Extracted data entries
*-*-*
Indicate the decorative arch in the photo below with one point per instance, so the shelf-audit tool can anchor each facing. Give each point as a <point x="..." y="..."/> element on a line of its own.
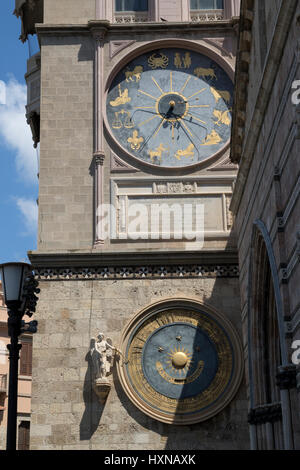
<point x="269" y="417"/>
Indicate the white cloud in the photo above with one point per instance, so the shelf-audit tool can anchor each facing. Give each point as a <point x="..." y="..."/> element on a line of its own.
<point x="15" y="132"/>
<point x="29" y="211"/>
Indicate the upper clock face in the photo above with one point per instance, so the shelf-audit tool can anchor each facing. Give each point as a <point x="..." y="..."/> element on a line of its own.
<point x="171" y="107"/>
<point x="181" y="365"/>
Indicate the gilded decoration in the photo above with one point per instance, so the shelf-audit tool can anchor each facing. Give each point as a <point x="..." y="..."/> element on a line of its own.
<point x="183" y="363"/>
<point x="176" y="102"/>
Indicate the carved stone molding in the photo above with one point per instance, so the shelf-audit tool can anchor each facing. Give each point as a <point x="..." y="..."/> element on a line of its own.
<point x="117" y="165"/>
<point x="265" y="414"/>
<point x="115" y="47"/>
<point x="198" y="16"/>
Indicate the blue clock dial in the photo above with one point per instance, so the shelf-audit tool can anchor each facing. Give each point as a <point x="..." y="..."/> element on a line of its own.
<point x="180" y="364"/>
<point x="171" y="108"/>
<point x="185" y="365"/>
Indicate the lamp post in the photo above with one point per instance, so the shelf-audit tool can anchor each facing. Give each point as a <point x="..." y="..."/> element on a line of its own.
<point x="19" y="288"/>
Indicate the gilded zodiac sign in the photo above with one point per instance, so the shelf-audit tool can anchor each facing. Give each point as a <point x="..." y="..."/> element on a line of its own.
<point x="177" y="60"/>
<point x="201" y="72"/>
<point x="188" y="152"/>
<point x="218" y="94"/>
<point x="135" y="73"/>
<point x="212" y="139"/>
<point x="180" y="63"/>
<point x="135" y="141"/>
<point x="119" y="124"/>
<point x="156" y="62"/>
<point x="158" y="152"/>
<point x="123" y="97"/>
<point x="222" y="117"/>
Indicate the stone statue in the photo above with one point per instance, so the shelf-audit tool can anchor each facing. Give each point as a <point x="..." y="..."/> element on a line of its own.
<point x="102" y="354"/>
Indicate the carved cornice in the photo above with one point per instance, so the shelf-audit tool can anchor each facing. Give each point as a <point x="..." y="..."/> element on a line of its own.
<point x="242" y="79"/>
<point x="56" y="267"/>
<point x="243" y="146"/>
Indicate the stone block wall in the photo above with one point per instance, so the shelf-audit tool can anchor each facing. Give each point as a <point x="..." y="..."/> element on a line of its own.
<point x="66" y="413"/>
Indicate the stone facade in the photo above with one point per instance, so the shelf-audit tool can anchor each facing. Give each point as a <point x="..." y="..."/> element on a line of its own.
<point x="66" y="412"/>
<point x="89" y="284"/>
<point x="266" y="203"/>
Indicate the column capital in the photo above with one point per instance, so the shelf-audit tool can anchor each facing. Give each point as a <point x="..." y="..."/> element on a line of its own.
<point x="286" y="377"/>
<point x="99" y="158"/>
<point x="99" y="29"/>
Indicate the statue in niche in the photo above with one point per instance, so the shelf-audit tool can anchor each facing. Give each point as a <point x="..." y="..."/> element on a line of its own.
<point x="101" y="351"/>
<point x="102" y="355"/>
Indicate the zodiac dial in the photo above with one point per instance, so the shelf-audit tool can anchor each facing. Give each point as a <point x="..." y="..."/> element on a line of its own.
<point x="181" y="365"/>
<point x="171" y="108"/>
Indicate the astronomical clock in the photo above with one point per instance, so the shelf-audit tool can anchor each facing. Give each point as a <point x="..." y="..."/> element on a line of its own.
<point x="181" y="363"/>
<point x="170" y="108"/>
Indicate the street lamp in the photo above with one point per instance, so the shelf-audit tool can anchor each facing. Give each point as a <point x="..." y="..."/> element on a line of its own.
<point x="19" y="288"/>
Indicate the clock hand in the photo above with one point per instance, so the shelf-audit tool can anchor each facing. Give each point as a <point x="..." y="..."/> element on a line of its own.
<point x="153" y="133"/>
<point x="184" y="130"/>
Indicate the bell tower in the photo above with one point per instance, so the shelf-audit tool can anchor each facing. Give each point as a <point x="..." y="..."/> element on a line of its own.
<point x="135" y="234"/>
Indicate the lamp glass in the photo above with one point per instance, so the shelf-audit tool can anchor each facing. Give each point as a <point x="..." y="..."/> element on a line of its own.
<point x="13" y="275"/>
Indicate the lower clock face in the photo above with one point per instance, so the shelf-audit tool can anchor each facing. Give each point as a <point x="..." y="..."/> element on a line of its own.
<point x="171" y="108"/>
<point x="180" y="365"/>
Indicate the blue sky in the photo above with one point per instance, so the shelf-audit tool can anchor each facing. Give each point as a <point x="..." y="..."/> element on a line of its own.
<point x="18" y="158"/>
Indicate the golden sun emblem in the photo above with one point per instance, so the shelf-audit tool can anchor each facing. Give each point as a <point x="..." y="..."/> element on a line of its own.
<point x="180" y="360"/>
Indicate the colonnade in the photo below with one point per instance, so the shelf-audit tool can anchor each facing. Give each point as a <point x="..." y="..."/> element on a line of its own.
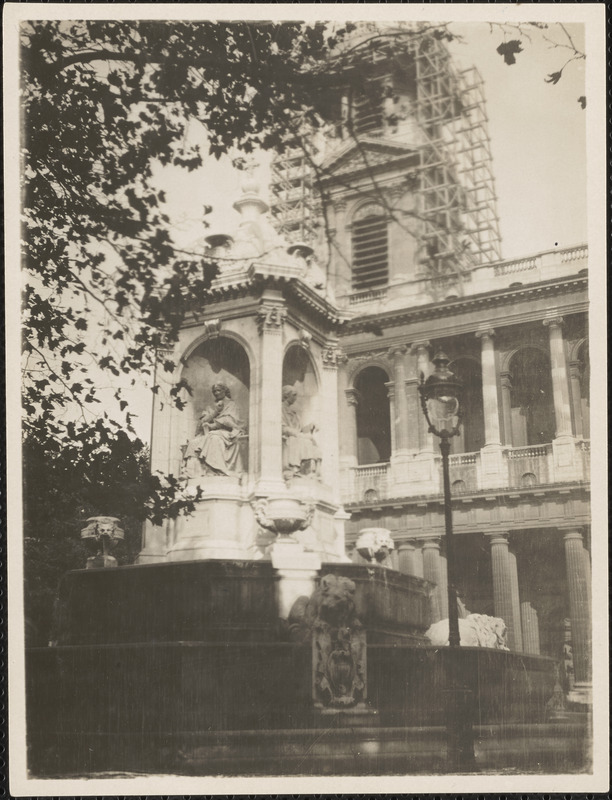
<point x="424" y="559"/>
<point x="409" y="362"/>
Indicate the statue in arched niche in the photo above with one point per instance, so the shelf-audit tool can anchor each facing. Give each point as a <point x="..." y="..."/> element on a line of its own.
<point x="214" y="450"/>
<point x="301" y="453"/>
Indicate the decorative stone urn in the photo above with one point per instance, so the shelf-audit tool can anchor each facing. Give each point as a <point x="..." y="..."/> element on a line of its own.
<point x="104" y="533"/>
<point x="374" y="544"/>
<point x="283" y="516"/>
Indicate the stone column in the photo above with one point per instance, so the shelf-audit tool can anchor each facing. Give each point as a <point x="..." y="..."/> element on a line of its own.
<point x="329" y="435"/>
<point x="421" y="350"/>
<point x="580" y="616"/>
<point x="506" y="385"/>
<point x="166" y="457"/>
<point x="563" y="418"/>
<point x="400" y="423"/>
<point x="444" y="587"/>
<point x="530" y="628"/>
<point x="432" y="572"/>
<point x="490" y="401"/>
<point x="574" y="370"/>
<point x="493" y="469"/>
<point x="410" y="560"/>
<point x="270" y="317"/>
<point x="390" y="387"/>
<point x="503" y="600"/>
<point x="516" y="602"/>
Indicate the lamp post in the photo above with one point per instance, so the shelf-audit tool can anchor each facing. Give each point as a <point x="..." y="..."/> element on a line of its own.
<point x="441" y="397"/>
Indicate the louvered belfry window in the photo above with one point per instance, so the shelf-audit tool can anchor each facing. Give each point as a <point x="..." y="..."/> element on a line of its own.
<point x="370" y="252"/>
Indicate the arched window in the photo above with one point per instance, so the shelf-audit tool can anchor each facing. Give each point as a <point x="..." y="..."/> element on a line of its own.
<point x="373" y="417"/>
<point x="585" y="376"/>
<point x="532" y="407"/>
<point x="471" y="433"/>
<point x="370" y="248"/>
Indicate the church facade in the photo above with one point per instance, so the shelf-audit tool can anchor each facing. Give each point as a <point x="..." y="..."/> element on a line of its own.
<point x="321" y="324"/>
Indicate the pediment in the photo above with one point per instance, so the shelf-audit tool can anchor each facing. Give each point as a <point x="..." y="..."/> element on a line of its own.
<point x="368" y="153"/>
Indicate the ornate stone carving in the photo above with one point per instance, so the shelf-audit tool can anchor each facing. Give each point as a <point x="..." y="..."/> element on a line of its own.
<point x="332" y="357"/>
<point x="104" y="533"/>
<point x="305" y="339"/>
<point x="283" y="516"/>
<point x="374" y="544"/>
<point x="301" y="453"/>
<point x="329" y="620"/>
<point x="212" y="327"/>
<point x="215" y="448"/>
<point x="270" y="318"/>
<point x="475" y="630"/>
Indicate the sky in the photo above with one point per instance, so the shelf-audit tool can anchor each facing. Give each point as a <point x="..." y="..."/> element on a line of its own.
<point x="538" y="141"/>
<point x="537" y="133"/>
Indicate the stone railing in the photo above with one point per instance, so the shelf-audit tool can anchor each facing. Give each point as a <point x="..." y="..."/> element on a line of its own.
<point x="568" y="255"/>
<point x="519" y="265"/>
<point x="521" y="468"/>
<point x="370" y="482"/>
<point x="529" y="466"/>
<point x="367" y="297"/>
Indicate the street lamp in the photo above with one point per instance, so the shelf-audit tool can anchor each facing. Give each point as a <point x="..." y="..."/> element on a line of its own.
<point x="441" y="398"/>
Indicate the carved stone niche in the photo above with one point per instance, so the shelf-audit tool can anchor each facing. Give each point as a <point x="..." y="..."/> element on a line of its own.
<point x="328" y="621"/>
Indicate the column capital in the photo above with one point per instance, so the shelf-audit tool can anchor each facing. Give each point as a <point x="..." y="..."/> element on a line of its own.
<point x="431" y="544"/>
<point x="419" y="347"/>
<point x="352" y="396"/>
<point x="498" y="538"/>
<point x="270" y="318"/>
<point x="397" y="351"/>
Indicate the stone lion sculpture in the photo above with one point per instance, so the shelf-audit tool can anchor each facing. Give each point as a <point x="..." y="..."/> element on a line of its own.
<point x="328" y="620"/>
<point x="475" y="630"/>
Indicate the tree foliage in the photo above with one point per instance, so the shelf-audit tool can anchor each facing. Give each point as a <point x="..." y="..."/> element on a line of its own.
<point x="103" y="102"/>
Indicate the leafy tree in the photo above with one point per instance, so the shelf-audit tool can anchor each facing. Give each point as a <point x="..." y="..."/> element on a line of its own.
<point x="102" y="103"/>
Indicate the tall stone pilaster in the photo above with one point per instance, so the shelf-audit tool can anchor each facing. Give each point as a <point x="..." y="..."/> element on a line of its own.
<point x="493" y="469"/>
<point x="506" y="387"/>
<point x="432" y="572"/>
<point x="566" y="464"/>
<point x="503" y="587"/>
<point x="558" y="366"/>
<point x="580" y="611"/>
<point x="270" y="317"/>
<point x="516" y="602"/>
<point x="530" y="628"/>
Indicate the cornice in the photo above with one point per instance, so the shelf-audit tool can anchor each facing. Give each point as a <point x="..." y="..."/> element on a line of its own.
<point x="472" y="303"/>
<point x="485" y="496"/>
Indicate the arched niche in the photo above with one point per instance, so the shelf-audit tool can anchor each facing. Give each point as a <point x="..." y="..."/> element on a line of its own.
<point x="584" y="371"/>
<point x="373" y="417"/>
<point x="299" y="372"/>
<point x="531" y="396"/>
<point x="471" y="433"/>
<point x="219" y="360"/>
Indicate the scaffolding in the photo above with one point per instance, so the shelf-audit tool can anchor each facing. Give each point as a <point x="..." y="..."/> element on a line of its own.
<point x="455" y="190"/>
<point x="292" y="196"/>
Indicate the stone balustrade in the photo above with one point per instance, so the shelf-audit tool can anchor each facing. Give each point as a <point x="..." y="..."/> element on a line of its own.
<point x="549" y="264"/>
<point x="524" y="468"/>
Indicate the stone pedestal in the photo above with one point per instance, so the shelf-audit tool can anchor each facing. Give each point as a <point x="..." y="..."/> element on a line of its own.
<point x="215" y="529"/>
<point x="530" y="628"/>
<point x="504" y="600"/>
<point x="297" y="570"/>
<point x="578" y="590"/>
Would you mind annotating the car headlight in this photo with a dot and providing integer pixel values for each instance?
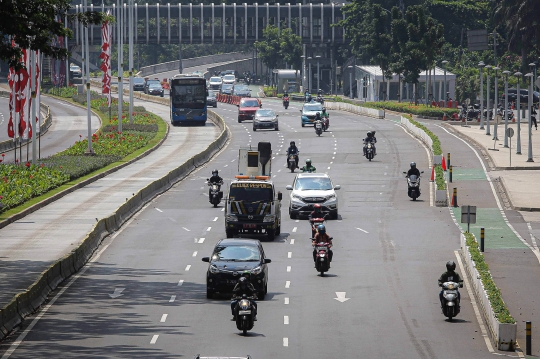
(256, 270)
(269, 218)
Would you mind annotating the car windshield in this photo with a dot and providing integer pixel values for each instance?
(314, 107)
(313, 184)
(249, 103)
(266, 113)
(236, 253)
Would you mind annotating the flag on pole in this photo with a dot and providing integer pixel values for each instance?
(105, 56)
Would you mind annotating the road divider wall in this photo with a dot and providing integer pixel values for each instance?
(46, 123)
(30, 300)
(501, 324)
(359, 110)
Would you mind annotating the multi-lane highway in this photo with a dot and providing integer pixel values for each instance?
(144, 294)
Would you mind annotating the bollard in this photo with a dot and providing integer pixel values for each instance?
(528, 345)
(482, 240)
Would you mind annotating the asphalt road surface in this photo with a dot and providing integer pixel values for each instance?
(144, 293)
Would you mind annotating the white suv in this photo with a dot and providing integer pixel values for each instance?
(309, 189)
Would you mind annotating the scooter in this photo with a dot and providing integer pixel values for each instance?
(215, 192)
(244, 313)
(369, 150)
(450, 305)
(286, 102)
(318, 127)
(292, 163)
(413, 185)
(322, 260)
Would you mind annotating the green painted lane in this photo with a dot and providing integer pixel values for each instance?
(497, 233)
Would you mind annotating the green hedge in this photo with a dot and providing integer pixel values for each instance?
(405, 107)
(494, 293)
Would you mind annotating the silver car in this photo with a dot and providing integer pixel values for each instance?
(266, 119)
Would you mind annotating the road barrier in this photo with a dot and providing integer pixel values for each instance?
(29, 301)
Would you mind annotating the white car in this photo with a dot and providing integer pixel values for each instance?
(229, 79)
(215, 83)
(309, 189)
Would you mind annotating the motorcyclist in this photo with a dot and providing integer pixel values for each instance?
(322, 237)
(370, 139)
(244, 286)
(413, 171)
(293, 150)
(215, 179)
(450, 276)
(308, 167)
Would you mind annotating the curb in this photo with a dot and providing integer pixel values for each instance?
(29, 301)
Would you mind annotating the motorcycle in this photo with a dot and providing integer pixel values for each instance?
(322, 260)
(215, 192)
(318, 127)
(369, 150)
(292, 163)
(450, 305)
(286, 102)
(413, 184)
(244, 313)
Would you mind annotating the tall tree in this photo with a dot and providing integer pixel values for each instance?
(33, 23)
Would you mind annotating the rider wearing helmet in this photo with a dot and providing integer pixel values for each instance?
(322, 237)
(371, 139)
(215, 179)
(293, 150)
(413, 170)
(244, 286)
(450, 276)
(308, 167)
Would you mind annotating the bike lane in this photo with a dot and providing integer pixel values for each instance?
(511, 258)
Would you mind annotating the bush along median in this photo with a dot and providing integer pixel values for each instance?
(22, 185)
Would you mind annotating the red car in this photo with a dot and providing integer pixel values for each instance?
(247, 108)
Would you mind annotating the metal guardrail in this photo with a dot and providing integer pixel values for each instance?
(46, 123)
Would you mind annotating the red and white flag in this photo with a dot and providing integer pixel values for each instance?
(105, 56)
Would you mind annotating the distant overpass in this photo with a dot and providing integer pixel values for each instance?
(221, 24)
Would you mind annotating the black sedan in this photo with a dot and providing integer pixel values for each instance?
(155, 89)
(231, 257)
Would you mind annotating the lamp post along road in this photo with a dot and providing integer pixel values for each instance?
(518, 97)
(506, 73)
(481, 65)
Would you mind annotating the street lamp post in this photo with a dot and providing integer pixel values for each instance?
(318, 73)
(529, 105)
(350, 81)
(488, 132)
(518, 98)
(506, 73)
(481, 66)
(495, 102)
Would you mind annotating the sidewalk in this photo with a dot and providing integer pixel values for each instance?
(510, 248)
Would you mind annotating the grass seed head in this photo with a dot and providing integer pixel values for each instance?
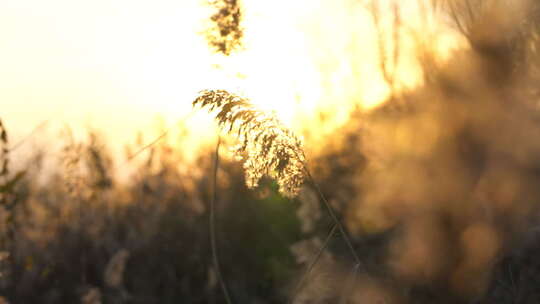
*-*-*
→ WHAT TO DO: Report how many lines of the listing above contain the string "along", with uppercase and lowercase treated as different. Give only the number.

→ REPLY TO THE TASK: 2